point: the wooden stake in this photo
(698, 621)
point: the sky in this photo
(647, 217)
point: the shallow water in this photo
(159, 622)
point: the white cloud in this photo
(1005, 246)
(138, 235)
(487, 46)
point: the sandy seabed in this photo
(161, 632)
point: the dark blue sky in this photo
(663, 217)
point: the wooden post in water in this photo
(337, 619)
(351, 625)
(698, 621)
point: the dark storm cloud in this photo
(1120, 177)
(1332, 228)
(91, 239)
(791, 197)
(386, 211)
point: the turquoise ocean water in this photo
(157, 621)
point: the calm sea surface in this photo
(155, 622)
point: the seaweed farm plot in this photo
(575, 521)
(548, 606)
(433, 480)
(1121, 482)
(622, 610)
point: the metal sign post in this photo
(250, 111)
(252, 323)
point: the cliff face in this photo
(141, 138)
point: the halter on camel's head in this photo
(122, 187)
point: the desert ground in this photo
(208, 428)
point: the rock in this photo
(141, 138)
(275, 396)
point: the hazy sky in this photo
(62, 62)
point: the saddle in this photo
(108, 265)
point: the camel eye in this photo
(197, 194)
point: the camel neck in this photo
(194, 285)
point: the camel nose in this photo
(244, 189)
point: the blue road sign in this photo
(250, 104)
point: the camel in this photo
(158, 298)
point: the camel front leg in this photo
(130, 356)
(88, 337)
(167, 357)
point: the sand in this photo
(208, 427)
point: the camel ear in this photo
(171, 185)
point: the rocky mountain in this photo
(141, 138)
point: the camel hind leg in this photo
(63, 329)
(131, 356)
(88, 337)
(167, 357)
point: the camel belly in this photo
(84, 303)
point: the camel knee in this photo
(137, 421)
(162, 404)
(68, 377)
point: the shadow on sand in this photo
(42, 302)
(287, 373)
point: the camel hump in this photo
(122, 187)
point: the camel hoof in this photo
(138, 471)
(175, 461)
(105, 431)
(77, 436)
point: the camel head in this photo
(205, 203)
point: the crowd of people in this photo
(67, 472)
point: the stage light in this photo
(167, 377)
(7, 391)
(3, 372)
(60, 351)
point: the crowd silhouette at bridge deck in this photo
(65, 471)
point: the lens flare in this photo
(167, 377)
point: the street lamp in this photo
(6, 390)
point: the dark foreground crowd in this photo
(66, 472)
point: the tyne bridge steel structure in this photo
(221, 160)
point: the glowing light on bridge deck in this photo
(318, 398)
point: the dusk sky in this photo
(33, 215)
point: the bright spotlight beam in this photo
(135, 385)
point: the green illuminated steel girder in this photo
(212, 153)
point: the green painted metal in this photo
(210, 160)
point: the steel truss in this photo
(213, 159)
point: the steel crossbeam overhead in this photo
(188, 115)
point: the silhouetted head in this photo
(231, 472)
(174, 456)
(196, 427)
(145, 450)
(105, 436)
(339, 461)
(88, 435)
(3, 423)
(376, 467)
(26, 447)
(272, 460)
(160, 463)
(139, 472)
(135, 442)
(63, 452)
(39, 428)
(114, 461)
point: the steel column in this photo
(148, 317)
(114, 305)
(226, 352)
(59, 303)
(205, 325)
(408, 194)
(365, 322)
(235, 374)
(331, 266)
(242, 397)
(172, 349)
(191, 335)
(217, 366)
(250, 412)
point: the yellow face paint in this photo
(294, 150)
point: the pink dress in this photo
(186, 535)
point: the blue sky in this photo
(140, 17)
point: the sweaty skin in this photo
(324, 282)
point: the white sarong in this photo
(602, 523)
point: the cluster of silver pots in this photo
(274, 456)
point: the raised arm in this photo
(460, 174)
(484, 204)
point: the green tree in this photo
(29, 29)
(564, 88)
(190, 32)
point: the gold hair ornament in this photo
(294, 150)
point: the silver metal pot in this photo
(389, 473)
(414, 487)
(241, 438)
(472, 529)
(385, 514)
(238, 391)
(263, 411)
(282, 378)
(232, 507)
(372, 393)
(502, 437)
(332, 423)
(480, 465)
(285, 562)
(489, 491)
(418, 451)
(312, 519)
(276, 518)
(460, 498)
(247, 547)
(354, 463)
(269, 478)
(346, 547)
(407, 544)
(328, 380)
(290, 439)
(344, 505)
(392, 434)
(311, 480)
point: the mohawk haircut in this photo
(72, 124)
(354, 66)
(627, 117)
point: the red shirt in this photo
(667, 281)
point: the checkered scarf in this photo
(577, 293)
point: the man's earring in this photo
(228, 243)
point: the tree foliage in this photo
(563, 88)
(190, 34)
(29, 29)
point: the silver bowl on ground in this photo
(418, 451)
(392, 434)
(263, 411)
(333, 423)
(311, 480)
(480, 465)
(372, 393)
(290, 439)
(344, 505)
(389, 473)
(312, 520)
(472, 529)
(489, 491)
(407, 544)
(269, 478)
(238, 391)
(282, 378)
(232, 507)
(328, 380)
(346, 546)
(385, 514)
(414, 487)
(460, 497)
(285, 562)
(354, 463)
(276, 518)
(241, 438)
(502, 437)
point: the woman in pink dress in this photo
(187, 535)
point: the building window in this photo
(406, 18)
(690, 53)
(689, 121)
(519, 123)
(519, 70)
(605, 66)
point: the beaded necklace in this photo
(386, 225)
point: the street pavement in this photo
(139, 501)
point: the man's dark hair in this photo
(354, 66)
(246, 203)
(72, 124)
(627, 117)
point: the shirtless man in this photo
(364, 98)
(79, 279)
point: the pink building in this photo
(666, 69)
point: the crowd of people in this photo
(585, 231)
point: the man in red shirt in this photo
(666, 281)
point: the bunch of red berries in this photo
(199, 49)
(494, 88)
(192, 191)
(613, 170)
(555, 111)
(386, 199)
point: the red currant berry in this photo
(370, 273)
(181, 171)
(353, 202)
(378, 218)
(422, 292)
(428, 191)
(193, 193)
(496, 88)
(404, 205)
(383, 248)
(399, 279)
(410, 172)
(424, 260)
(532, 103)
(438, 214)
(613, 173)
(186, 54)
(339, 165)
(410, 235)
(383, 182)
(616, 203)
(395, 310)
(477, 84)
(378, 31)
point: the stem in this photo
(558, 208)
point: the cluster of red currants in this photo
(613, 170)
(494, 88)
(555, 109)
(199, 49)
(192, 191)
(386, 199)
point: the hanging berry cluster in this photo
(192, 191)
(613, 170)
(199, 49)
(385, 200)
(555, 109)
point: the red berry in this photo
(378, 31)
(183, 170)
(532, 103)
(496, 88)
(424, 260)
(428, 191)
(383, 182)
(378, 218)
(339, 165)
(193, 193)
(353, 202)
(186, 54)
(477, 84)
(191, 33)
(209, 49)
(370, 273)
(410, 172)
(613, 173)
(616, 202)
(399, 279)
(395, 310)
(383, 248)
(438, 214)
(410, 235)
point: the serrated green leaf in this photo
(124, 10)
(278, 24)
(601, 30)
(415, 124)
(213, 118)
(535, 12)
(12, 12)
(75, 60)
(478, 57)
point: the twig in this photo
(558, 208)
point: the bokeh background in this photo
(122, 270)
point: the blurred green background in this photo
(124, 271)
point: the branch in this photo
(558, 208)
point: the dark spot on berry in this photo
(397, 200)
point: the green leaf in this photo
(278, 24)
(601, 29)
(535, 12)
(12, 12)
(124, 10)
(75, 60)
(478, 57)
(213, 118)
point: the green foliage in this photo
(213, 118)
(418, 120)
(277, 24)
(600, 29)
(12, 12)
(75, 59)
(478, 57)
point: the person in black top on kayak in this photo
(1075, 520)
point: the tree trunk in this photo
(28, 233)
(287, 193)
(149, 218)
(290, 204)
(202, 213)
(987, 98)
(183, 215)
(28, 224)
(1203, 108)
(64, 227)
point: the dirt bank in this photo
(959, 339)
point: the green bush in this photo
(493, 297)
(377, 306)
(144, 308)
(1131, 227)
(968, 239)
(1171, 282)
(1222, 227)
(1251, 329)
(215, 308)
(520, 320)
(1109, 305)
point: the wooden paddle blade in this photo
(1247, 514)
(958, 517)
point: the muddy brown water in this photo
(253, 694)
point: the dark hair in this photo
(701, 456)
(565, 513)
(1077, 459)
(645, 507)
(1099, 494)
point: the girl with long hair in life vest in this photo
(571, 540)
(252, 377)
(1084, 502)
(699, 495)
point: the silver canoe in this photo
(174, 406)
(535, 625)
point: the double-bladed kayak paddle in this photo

====

* _Your instructions_: Exact copies of the lines from the one holding "point: the red berry in this photo" through the last line above, and only those, make up the answer.

* _Response to this exercise_:
point: the red berry in this photo
(378, 31)
(183, 170)
(532, 103)
(496, 88)
(424, 260)
(428, 191)
(383, 182)
(378, 218)
(339, 165)
(193, 193)
(353, 202)
(186, 54)
(477, 84)
(191, 33)
(209, 49)
(370, 273)
(410, 172)
(613, 173)
(616, 202)
(399, 279)
(395, 310)
(383, 248)
(438, 214)
(410, 235)
point: the serrated green leaf in this photo
(124, 10)
(278, 24)
(601, 30)
(415, 124)
(213, 118)
(535, 12)
(12, 12)
(75, 60)
(478, 57)
point: the twig in this photo
(558, 208)
point: the bokeh background in this photo
(122, 270)
point: the blurred green background in this photo
(124, 271)
point: the branch in this photo
(558, 208)
point: the dark spot on berry in this photo
(397, 200)
point: the green leaf in this photo
(278, 24)
(601, 29)
(535, 12)
(12, 12)
(124, 10)
(75, 60)
(478, 57)
(213, 118)
point: the green foliage in this photo
(213, 118)
(418, 120)
(277, 24)
(600, 29)
(12, 12)
(75, 59)
(478, 57)
point: the person in black top on kayak in this photo
(1075, 520)
point: the tree trunk in this photo
(28, 233)
(287, 193)
(149, 218)
(290, 204)
(202, 213)
(987, 98)
(183, 215)
(28, 224)
(1203, 108)
(64, 227)
point: the dirt bank in this photo
(959, 339)
point: the green bush in this photo
(493, 297)
(377, 306)
(144, 308)
(1131, 227)
(968, 239)
(1171, 282)
(1222, 227)
(1251, 329)
(215, 308)
(520, 320)
(1109, 305)
point: the wooden paddle blade in this photo
(1247, 514)
(958, 517)
point: the muddy brown water in this photo
(253, 694)
point: the dark hair in this photo
(701, 456)
(565, 513)
(1077, 459)
(645, 507)
(1099, 494)
point: the girl with long hair in life vest in this photo
(571, 540)
(252, 377)
(1084, 502)
(699, 495)
point: the silver canoe in this photo
(174, 406)
(535, 625)
point: the double-bladed kayak paddle in this photo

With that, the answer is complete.